* _YOUR INSTRUCTIONS_
List every line in the items below that contains the word "background", copying each line in full.

* * * * *

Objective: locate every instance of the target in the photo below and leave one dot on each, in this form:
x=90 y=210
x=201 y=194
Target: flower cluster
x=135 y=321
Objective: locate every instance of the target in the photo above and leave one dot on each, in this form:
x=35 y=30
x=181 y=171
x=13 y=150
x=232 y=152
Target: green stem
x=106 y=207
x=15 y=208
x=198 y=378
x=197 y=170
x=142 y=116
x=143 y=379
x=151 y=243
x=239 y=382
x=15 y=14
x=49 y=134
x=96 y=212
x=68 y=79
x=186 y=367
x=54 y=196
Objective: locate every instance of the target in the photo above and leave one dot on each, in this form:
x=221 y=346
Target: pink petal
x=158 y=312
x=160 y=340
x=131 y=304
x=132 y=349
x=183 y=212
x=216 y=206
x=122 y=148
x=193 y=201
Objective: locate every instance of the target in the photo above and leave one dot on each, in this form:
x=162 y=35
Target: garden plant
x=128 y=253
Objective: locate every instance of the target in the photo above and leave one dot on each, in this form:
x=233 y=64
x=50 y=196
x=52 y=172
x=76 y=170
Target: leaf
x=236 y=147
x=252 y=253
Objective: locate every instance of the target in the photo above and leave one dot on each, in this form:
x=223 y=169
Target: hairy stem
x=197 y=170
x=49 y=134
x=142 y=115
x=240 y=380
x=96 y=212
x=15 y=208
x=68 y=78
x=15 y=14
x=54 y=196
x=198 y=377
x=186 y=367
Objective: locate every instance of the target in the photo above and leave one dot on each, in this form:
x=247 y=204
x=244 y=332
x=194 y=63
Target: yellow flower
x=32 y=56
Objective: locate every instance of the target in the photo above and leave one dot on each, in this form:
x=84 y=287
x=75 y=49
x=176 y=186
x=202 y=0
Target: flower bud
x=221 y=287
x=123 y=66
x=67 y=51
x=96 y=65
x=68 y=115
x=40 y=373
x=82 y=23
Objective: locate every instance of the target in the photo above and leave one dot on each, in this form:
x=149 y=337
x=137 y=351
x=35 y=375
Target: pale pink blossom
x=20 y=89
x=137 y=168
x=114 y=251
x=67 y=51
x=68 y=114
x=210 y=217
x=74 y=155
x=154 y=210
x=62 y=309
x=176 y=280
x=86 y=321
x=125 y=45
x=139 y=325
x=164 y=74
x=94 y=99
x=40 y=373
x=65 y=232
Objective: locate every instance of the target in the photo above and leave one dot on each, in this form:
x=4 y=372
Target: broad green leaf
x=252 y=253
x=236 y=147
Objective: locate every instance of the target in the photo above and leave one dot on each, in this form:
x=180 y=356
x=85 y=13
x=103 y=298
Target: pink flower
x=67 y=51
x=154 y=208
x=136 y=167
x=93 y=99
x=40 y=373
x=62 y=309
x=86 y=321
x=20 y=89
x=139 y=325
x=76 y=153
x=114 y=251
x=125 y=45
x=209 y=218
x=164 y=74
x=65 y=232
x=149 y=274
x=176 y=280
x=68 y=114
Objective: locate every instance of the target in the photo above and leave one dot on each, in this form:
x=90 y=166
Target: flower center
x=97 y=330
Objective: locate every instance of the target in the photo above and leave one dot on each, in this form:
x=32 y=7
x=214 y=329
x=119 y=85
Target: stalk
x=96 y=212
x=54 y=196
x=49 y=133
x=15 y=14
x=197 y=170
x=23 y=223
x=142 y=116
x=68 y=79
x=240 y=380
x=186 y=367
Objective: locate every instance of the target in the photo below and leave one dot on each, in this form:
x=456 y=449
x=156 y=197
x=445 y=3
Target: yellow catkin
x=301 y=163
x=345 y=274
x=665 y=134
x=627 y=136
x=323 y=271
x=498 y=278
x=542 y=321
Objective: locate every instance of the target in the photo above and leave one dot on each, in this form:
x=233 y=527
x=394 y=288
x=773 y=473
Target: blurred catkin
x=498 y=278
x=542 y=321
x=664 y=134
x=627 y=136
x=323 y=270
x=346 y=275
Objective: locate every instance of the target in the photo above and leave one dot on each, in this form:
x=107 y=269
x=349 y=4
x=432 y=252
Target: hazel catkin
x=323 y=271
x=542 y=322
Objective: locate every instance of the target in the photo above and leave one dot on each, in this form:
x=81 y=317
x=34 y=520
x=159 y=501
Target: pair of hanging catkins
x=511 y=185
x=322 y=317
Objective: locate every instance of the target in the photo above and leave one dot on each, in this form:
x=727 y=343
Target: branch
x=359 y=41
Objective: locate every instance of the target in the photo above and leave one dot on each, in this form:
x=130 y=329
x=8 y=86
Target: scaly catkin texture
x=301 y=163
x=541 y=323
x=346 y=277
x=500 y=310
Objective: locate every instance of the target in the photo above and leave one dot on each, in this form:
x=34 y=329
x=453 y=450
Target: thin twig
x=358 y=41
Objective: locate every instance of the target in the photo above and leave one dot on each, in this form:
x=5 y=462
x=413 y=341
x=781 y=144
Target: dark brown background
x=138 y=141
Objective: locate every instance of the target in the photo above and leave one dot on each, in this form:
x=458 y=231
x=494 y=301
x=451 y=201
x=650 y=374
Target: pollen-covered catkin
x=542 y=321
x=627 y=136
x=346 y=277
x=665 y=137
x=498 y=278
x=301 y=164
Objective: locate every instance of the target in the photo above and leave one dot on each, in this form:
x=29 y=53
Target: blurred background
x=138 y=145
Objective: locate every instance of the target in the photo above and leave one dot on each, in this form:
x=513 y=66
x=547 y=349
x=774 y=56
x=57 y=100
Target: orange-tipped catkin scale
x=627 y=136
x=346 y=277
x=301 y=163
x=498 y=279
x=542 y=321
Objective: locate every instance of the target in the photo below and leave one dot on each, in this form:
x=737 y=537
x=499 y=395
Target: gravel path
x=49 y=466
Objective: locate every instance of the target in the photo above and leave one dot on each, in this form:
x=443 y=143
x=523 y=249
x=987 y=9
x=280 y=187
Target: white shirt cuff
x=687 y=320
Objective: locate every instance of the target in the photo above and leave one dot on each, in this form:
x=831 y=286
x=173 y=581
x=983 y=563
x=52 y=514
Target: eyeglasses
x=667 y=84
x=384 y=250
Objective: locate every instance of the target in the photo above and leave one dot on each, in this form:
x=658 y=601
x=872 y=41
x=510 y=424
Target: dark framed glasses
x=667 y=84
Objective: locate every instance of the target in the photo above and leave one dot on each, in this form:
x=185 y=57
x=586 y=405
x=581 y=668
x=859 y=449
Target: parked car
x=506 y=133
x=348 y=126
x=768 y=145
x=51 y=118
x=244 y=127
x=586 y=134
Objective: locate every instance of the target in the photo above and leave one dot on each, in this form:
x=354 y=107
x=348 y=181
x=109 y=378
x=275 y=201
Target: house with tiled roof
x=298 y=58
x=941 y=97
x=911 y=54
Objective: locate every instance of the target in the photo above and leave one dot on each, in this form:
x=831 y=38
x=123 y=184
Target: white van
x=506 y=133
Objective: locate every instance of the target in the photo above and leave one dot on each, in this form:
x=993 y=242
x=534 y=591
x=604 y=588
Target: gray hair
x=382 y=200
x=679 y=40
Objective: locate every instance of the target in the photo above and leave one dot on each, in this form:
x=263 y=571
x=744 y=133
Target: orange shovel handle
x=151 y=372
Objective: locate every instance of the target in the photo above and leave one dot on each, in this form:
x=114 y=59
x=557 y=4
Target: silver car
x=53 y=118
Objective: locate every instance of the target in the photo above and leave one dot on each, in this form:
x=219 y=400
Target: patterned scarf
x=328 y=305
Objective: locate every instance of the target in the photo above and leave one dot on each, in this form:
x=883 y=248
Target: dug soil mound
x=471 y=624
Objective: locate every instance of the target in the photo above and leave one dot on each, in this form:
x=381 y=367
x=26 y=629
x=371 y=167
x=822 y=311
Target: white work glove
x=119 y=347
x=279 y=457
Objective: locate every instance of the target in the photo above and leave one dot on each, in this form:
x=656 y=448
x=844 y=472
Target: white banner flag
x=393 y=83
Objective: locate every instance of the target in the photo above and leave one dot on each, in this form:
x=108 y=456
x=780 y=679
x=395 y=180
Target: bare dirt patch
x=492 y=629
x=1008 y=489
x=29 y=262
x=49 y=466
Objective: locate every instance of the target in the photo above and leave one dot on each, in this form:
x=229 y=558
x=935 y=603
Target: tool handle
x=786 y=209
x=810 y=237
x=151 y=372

* * * * *

* _SOLUTION FOR THIS PROBLEM_
Target: dark brown background
Target: blurred background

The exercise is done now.